__Что сделать__
Перепиши строки от строки с «arched window, one» до строки с «Target: arched window» включительно, подставив «round window» вместо «arched window» и больше ничего в них не меняя.

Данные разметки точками
━━━━━━━━━━━━━━━━━━━━

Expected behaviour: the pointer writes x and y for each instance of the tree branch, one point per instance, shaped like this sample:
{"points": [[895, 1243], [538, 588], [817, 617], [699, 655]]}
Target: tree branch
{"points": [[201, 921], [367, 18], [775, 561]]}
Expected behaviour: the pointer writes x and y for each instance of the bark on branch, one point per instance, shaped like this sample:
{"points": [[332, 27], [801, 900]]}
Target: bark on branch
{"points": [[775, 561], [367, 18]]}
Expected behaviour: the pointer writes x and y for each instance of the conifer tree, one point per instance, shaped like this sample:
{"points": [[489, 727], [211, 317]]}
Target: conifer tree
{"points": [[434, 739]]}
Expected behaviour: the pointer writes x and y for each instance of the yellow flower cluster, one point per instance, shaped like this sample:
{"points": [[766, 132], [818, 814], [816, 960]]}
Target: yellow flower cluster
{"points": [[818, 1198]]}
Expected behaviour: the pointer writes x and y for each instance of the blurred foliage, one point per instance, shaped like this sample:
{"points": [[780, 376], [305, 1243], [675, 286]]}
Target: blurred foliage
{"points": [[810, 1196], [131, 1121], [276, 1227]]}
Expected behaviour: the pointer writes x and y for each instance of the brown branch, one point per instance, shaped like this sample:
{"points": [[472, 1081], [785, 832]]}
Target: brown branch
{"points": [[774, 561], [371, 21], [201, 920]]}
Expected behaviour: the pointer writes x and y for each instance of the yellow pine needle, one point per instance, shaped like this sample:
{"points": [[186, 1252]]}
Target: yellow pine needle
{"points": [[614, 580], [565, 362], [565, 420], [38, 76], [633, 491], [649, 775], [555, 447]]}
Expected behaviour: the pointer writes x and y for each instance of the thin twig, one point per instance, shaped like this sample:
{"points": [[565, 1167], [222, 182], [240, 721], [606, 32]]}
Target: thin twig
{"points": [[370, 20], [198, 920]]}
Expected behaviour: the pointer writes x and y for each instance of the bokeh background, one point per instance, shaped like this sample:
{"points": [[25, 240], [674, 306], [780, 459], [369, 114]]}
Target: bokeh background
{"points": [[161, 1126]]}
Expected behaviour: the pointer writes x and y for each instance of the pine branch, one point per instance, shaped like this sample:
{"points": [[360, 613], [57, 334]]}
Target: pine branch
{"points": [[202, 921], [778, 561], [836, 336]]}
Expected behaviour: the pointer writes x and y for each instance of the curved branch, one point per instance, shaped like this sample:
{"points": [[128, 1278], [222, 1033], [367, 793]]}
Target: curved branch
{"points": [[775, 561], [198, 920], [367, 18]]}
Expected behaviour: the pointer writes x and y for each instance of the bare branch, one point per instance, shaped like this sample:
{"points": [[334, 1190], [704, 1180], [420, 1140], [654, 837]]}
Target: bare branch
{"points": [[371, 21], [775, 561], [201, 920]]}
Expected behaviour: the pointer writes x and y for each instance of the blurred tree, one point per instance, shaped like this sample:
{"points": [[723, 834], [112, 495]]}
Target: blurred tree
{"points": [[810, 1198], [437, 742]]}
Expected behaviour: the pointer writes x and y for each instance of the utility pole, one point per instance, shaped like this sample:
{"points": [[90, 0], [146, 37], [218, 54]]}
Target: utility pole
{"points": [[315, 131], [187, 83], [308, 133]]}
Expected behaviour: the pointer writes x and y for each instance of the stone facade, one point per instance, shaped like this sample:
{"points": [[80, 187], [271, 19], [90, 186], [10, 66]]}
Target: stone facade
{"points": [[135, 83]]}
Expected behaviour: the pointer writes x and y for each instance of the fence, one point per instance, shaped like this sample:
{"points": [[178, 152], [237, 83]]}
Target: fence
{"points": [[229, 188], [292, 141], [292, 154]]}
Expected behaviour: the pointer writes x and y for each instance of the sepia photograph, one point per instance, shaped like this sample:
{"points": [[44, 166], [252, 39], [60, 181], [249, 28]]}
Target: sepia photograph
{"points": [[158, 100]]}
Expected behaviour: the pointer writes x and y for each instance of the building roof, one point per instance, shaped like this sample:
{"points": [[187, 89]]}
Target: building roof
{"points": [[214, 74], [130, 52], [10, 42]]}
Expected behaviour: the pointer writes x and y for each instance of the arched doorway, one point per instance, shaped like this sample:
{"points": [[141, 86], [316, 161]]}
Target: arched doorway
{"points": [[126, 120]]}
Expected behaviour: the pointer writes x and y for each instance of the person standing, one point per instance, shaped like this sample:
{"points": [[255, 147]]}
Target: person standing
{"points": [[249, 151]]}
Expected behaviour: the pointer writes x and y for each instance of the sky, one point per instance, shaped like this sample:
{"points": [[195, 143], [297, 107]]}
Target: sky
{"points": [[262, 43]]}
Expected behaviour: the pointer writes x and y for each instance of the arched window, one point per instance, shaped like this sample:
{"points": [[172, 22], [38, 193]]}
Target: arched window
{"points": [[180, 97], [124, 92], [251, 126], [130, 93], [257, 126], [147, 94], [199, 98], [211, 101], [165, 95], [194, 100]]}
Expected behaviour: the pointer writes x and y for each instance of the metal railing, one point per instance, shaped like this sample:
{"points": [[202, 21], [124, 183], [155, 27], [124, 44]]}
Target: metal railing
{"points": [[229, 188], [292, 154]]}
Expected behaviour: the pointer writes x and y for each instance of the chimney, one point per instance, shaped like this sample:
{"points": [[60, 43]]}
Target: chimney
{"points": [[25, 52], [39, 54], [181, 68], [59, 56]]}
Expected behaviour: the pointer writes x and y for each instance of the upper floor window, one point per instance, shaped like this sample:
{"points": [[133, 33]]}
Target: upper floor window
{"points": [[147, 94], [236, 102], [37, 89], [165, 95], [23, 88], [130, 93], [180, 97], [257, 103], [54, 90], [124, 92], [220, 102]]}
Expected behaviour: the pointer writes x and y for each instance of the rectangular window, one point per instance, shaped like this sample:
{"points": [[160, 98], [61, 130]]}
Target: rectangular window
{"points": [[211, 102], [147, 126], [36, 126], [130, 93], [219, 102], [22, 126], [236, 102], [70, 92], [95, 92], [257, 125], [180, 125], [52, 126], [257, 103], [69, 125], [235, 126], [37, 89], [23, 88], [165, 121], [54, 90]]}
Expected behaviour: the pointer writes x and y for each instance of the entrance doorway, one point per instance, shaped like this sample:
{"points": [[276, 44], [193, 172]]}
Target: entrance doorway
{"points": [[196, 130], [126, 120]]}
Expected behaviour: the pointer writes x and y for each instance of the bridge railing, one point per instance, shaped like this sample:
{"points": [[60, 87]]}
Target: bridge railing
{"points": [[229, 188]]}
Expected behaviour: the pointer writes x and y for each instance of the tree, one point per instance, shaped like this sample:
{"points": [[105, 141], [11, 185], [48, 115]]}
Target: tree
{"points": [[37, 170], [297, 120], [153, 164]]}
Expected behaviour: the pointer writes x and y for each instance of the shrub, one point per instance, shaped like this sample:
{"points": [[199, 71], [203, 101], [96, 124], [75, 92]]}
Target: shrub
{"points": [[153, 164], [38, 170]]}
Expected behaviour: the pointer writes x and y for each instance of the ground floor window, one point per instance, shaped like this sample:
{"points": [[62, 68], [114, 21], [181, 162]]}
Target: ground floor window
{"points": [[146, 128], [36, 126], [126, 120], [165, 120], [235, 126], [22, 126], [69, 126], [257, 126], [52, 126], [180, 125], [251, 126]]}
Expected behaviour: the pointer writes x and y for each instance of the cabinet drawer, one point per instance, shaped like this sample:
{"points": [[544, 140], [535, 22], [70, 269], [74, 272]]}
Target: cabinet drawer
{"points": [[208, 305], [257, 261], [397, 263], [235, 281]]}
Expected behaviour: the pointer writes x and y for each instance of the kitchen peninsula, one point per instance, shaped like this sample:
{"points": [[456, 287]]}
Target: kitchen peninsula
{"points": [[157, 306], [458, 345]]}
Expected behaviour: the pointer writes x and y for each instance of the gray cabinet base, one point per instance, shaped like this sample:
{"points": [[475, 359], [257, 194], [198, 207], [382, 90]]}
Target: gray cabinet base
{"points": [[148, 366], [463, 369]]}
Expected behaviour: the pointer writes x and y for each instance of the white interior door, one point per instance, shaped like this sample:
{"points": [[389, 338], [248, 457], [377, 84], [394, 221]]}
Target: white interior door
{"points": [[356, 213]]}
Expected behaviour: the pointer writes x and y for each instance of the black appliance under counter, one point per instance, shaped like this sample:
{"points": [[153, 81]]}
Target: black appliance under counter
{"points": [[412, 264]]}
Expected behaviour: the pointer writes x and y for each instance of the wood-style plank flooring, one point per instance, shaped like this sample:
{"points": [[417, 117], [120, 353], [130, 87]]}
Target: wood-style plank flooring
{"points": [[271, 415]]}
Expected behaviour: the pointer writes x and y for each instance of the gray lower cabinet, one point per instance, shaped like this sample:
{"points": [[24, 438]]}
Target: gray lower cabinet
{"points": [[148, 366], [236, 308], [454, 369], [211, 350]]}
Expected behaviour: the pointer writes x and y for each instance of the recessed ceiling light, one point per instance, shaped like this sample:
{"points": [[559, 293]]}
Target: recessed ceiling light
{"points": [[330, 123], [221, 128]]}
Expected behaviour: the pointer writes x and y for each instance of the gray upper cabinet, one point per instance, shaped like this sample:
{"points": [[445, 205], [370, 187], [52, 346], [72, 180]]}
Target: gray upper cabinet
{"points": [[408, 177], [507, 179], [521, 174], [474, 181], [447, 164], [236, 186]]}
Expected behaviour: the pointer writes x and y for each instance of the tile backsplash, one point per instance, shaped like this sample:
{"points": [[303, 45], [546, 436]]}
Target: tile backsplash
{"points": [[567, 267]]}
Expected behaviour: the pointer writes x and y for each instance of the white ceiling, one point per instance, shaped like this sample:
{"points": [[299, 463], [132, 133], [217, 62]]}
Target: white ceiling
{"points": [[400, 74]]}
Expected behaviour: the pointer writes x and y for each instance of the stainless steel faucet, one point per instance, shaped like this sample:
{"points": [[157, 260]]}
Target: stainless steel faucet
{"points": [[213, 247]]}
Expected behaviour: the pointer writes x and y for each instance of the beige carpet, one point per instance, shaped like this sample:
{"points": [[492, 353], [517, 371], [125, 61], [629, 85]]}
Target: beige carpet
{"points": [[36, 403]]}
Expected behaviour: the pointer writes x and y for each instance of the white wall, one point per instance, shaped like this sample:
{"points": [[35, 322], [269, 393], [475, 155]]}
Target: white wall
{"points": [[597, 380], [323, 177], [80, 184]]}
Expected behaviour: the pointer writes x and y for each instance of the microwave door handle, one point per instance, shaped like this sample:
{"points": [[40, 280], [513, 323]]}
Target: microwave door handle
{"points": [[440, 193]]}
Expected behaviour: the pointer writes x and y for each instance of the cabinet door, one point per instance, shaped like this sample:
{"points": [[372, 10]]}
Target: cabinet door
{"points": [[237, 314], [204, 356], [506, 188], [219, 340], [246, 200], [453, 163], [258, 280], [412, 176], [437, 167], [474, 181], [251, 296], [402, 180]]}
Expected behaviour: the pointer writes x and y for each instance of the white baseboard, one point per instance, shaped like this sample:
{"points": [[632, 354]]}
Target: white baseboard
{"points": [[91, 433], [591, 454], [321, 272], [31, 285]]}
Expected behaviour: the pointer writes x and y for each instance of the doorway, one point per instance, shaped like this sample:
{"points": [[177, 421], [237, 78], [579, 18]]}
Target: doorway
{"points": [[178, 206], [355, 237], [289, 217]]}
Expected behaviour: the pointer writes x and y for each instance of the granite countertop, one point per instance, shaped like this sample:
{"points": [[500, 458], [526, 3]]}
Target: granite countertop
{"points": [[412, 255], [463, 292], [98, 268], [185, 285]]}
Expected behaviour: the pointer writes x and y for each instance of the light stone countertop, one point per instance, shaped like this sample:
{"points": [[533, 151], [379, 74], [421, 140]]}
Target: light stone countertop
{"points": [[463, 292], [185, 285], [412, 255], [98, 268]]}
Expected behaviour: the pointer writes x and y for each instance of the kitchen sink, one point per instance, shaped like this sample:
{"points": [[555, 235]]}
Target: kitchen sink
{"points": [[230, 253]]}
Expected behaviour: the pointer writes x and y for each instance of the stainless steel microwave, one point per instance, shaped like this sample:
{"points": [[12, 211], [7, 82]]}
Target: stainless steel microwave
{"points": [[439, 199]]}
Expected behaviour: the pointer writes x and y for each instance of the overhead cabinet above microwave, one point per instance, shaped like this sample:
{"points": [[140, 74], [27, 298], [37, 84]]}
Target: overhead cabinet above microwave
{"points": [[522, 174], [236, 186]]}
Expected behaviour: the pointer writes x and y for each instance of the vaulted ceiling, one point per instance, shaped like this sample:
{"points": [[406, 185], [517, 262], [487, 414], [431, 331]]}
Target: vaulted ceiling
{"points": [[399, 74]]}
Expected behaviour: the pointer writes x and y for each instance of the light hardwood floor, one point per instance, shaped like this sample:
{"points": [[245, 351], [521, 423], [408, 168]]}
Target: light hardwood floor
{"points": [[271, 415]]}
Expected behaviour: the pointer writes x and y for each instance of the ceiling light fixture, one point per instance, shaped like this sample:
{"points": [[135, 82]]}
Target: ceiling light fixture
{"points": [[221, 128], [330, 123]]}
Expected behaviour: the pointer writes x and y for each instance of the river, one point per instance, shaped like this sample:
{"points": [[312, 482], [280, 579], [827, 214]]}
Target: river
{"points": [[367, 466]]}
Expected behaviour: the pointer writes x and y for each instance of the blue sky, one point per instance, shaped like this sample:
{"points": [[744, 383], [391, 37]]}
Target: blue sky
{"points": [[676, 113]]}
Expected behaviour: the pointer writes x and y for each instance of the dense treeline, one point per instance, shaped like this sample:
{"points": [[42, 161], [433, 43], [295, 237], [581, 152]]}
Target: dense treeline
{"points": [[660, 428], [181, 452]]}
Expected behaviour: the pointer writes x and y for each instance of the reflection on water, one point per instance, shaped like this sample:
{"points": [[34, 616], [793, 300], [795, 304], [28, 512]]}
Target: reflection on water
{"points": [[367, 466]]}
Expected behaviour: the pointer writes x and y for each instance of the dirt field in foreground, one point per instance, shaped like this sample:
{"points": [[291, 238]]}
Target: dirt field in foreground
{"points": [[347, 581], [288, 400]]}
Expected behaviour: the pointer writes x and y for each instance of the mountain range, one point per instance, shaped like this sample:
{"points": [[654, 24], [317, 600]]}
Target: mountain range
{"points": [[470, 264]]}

━━━━━━━━━━━━━━━━━━━━

__Результат ниже__
Expected behaviour: the pointer writes x and y for each instance of the round window, one point per instance, shaped like this sample:
{"points": [[172, 22], [38, 193]]}
Target: round window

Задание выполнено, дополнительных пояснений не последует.